(Data records)
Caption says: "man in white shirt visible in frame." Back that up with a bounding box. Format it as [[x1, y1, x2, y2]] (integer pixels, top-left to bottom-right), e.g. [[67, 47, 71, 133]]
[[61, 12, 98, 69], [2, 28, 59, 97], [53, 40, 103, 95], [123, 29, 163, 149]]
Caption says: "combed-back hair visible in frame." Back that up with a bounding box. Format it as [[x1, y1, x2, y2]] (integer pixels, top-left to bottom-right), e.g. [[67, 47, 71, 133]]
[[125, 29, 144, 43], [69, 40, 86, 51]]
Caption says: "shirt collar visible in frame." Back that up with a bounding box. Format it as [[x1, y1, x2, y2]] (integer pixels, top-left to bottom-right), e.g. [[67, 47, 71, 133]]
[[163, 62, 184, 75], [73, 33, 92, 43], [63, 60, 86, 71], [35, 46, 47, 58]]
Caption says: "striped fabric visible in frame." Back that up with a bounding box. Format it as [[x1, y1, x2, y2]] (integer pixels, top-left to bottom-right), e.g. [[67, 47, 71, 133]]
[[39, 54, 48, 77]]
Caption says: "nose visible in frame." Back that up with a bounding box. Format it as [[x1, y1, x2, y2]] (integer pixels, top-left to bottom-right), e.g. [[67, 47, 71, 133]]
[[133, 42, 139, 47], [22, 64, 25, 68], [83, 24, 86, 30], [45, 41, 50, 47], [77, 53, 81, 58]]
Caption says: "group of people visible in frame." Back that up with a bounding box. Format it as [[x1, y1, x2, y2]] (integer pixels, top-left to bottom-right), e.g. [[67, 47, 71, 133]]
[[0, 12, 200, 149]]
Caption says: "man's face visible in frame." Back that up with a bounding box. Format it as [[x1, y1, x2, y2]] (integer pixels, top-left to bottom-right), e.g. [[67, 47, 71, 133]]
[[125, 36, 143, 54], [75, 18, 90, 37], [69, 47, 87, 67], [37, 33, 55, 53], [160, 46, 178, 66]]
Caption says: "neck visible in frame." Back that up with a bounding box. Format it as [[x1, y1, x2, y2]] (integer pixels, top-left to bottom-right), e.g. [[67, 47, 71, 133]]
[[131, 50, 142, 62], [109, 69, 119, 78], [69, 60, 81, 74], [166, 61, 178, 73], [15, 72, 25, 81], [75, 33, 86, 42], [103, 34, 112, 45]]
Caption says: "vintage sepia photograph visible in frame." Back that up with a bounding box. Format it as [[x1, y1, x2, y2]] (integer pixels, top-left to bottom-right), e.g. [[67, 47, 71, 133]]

(Work to be completed) What do the records say? Quote them all exactly.

(Answer space)
Caption says: "man in white shirt visible in frame." Back that up with a bounding box. Format it as [[x1, y1, x2, y2]] (integer pixels, top-left to bottom-right), e.g. [[67, 47, 71, 133]]
[[61, 12, 98, 69], [2, 28, 59, 97], [53, 40, 103, 95], [123, 29, 163, 149]]
Caption says: "combed-back hair visible in frame." Back that up with a bounding box. Format it as [[x1, y1, x2, y2]] (integer pixels, top-left to bottom-right), e.g. [[67, 47, 71, 133]]
[[125, 29, 144, 43], [69, 40, 86, 51]]
Caption says: "shirt collar visible in frame." Back that up with a bounding box. Format it as [[x1, y1, x2, y2]] (integer pixels, top-left to bottom-right), e.g. [[67, 47, 71, 133]]
[[163, 62, 184, 75], [73, 33, 92, 43], [63, 60, 86, 71], [35, 46, 47, 58]]
Caption says: "striped fabric visible in frame." Back that up with a bounding box. Format it as [[x1, y1, x2, y2]] (integer pixels, top-left to bottom-right), e.g. [[67, 47, 71, 133]]
[[39, 54, 48, 77]]
Caption says: "nose visible in frame." Back that up with a bounding box. Format it as [[x1, y1, x2, y2]] (integer pixels, top-left to bottom-right), e.g. [[67, 47, 71, 133]]
[[133, 42, 139, 47], [22, 64, 25, 68], [83, 24, 86, 30], [45, 41, 50, 47], [77, 53, 81, 58]]
Caption says: "group of people visible in frame." Back that up with a bounding box. Format it as [[x1, y1, x2, y2]] (integer pixels, top-left to bottom-right), e.g. [[67, 47, 71, 133]]
[[0, 12, 200, 149]]
Caption says: "man's face visible in frame." Back that up with a bounding box. Format it as [[x1, y1, x2, y2]] (integer pixels, top-left to bottom-right), e.g. [[67, 47, 71, 133]]
[[125, 36, 143, 54], [75, 18, 90, 37], [69, 47, 87, 67], [37, 33, 55, 53], [160, 46, 178, 66]]
Caption says: "neck visible in frame." Back that up with a bounding box. Format it as [[x1, y1, x2, y2]] (integer pixels, top-left to bottom-right), e.g. [[67, 47, 71, 133]]
[[131, 50, 142, 62], [109, 69, 119, 78], [69, 60, 81, 74], [166, 61, 178, 73], [15, 72, 25, 81], [75, 33, 86, 42], [103, 34, 112, 45]]
Caption says: "vintage sepia photograph visible in frame." Back that up with a bounding box. Format it as [[x1, y1, x2, y2]] (integer pixels, top-left to bottom-right), e.g. [[67, 47, 71, 133]]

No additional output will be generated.